[start of PAGE]
The Malta Independent 30 April 2024, Tuesday
View E-Paper

Optional Reverse Charge Mechanism For VAT being considered

Malta Independent Thursday, 23 August 2007, 00:00 Last update: about 11 years ago

Fiscal fraud is a concern for all EU member states, and this is one area where cooperation between them can address some of the problems, particularly those related to the internal market. VAT is an important component of such intra-community fraud, mainly because some traders have shown that it is very possible to abuse the current exemption on intra-Community supplies – a situation commonly referred to as “missing trader” or “carousel” fraud.

Briefly, fraudulent traders charge VAT but do not pass it on to the state’s revenue department. A worse scenario for member states is the possibility of giving VAT refunds for uncollected tax. The United Kingdom appears to be bearing the more substantial brunt of this criminal activity, with losses calculated at more than EUR10 billion over a period of 12 months. Just to show the extent of the problem, earlier this year international media reports suggested that the UK was ready to given in on the well-known EU budgetary rebate in return for help in combating this type of fiscal fraud. It must be said that the UK government denied any link between the two issues.
[end of PAGE]
** EXERCISE INSTRUCTIONS **
**A.** Answer these questions using the article on VAT fraud, one answer per line:
(i) Besides "missing trader" fraud, what other name is commonly used for the abuse of the exemption on intra-Community supplies?
(ii) Which member state appears to be bearing the more substantial brunt of this criminal activity?
(iii) What losses are stated for that member state, and over what period?
**B.** Write the next part of the article on VAT fraud, picking up after its final sentence.
[start of DATASET ROWS]
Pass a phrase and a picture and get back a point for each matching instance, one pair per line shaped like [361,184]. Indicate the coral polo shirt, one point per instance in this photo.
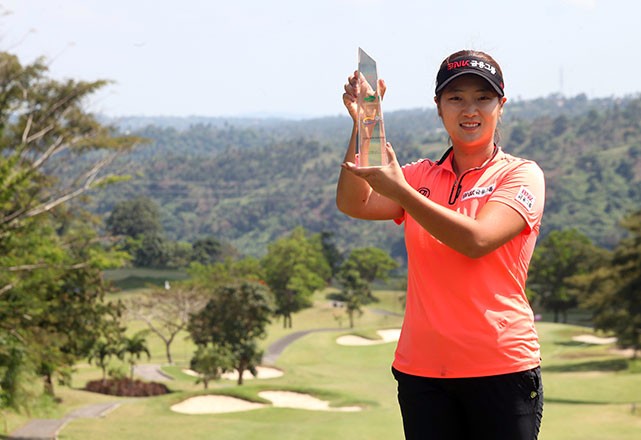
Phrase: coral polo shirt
[470,317]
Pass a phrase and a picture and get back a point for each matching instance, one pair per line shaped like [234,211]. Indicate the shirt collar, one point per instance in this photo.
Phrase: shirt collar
[446,160]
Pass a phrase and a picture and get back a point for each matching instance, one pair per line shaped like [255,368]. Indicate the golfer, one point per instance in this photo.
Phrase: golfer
[467,361]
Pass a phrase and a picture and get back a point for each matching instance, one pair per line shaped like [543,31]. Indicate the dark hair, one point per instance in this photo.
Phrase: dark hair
[477,54]
[469,53]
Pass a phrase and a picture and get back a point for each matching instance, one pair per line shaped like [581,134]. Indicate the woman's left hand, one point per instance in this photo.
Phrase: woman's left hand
[387,180]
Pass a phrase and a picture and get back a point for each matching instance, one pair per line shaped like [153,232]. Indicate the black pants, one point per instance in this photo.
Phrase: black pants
[504,407]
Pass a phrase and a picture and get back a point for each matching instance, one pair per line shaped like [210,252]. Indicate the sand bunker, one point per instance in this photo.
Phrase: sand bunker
[262,373]
[290,399]
[280,399]
[390,335]
[214,405]
[591,339]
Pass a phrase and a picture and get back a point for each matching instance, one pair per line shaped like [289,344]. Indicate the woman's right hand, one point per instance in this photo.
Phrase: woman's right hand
[353,86]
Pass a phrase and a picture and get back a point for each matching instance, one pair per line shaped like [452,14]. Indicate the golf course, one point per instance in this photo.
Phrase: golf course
[592,391]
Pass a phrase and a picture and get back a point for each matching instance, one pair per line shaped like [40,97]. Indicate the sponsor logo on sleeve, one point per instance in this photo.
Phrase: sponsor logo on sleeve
[525,198]
[475,193]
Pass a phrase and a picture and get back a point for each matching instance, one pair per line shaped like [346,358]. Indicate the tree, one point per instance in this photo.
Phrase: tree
[235,317]
[166,311]
[207,251]
[294,268]
[134,218]
[354,293]
[613,290]
[101,353]
[332,255]
[211,361]
[563,254]
[361,268]
[132,350]
[53,154]
[371,263]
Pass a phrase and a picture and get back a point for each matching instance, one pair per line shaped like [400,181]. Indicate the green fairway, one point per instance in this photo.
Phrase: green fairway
[590,390]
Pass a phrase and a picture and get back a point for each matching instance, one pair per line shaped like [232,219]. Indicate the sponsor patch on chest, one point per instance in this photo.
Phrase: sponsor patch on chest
[525,198]
[480,191]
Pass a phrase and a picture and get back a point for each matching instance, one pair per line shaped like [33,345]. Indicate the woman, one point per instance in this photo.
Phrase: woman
[467,361]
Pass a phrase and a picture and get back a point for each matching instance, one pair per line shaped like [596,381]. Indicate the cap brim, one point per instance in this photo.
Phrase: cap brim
[486,77]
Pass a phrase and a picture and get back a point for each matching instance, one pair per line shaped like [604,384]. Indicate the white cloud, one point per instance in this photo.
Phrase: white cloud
[583,4]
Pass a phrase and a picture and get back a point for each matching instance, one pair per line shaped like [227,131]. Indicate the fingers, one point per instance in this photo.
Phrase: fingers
[382,88]
[391,154]
[352,85]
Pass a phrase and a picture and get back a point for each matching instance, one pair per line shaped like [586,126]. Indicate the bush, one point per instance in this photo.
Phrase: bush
[127,388]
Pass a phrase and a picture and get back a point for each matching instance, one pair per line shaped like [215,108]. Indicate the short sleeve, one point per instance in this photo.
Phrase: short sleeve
[523,189]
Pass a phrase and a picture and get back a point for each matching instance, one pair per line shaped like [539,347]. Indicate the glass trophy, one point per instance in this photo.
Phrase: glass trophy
[370,142]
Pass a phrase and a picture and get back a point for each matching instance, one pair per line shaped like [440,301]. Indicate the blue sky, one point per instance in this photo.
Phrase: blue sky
[292,57]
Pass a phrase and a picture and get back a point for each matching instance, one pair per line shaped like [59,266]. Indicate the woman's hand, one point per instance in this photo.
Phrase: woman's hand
[356,83]
[386,180]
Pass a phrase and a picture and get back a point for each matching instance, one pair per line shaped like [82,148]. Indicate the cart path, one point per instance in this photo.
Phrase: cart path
[48,429]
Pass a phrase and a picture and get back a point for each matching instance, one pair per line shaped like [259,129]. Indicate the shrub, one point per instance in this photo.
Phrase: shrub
[127,388]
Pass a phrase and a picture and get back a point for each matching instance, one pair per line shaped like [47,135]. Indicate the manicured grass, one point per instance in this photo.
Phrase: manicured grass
[589,389]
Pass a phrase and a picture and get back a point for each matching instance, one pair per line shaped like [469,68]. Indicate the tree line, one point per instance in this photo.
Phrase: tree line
[57,158]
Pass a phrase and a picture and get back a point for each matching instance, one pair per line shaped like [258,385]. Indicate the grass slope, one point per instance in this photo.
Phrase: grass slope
[590,391]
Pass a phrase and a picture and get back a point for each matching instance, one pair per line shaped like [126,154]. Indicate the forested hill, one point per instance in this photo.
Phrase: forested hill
[248,181]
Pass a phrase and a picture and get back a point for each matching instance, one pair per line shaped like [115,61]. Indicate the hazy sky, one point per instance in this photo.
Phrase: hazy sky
[292,57]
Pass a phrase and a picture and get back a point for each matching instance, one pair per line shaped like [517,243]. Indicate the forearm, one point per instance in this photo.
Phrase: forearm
[473,237]
[352,192]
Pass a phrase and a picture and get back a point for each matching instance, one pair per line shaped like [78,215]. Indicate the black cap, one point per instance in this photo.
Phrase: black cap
[465,65]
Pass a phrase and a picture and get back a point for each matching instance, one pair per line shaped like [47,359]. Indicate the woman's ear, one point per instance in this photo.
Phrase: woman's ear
[502,103]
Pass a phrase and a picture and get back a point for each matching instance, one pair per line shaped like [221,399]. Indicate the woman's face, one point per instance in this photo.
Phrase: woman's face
[470,110]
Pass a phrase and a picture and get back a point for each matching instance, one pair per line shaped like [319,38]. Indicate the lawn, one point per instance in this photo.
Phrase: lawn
[590,391]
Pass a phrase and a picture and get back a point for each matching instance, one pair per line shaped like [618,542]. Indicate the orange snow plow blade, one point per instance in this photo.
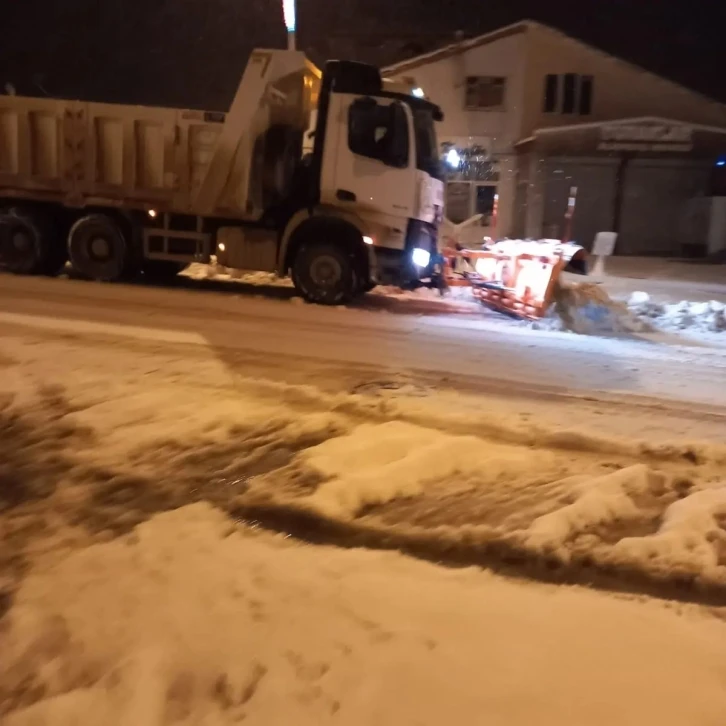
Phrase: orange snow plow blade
[514,276]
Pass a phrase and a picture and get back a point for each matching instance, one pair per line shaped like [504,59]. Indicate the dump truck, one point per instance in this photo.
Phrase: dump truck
[331,177]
[end of DATASET ROWS]
** ANSWERS FOR THIS EXERCISE **
**A.**
(i) "Carousel" fraud.
(ii) The United Kingdom.
(iii) More than EUR10 billion over a period of 12 months.

**B.**
The Economic and Financial Affairs (ECOFIN) Council has invited the European Commission to study the situation and suggest ways of moving forward by the end of this year. Some member states have already suggested the introduction of a generalised reverse charge mechanism that would ultimately place tax liability on the recipient, rather than the supplier, on domestic commercial transactions valued over a specific threshold. Indirectly, some form of reporting requirements would need to be imposed, probably both for the supplier and the recipient.

The European Commission is calling for a cautious approach in this respect. Although such a step would disrupt missing trader fraud, the Commission wants to know what impact this will have on additional costs to taxpayers and the extent to which such action will deter traders from operating across borders. To this end, and because it is expected that any changes will have an impact on the European business community, such as those relating to reporting obligations and cash flow effects among others, it is giving the opportunity to such stakeholders to react.

It is also making available a study on the issue. The conclusions of this point to extra one-time and recurring administrative costs, with the highest recurring costs being due to electronic filing of general purchase and sales lists particularly for SMEs, negative cash-flow impacts on SMEs, although positive impact on the large companies studied (the reasons for which are not identified by the study), and, no impact on competitiveness on most of the companies in the sample of 20 case-studies across four member states. The reactions gathered also point out that solutions other than a general reverse charge mechanism could perhaps be more effective.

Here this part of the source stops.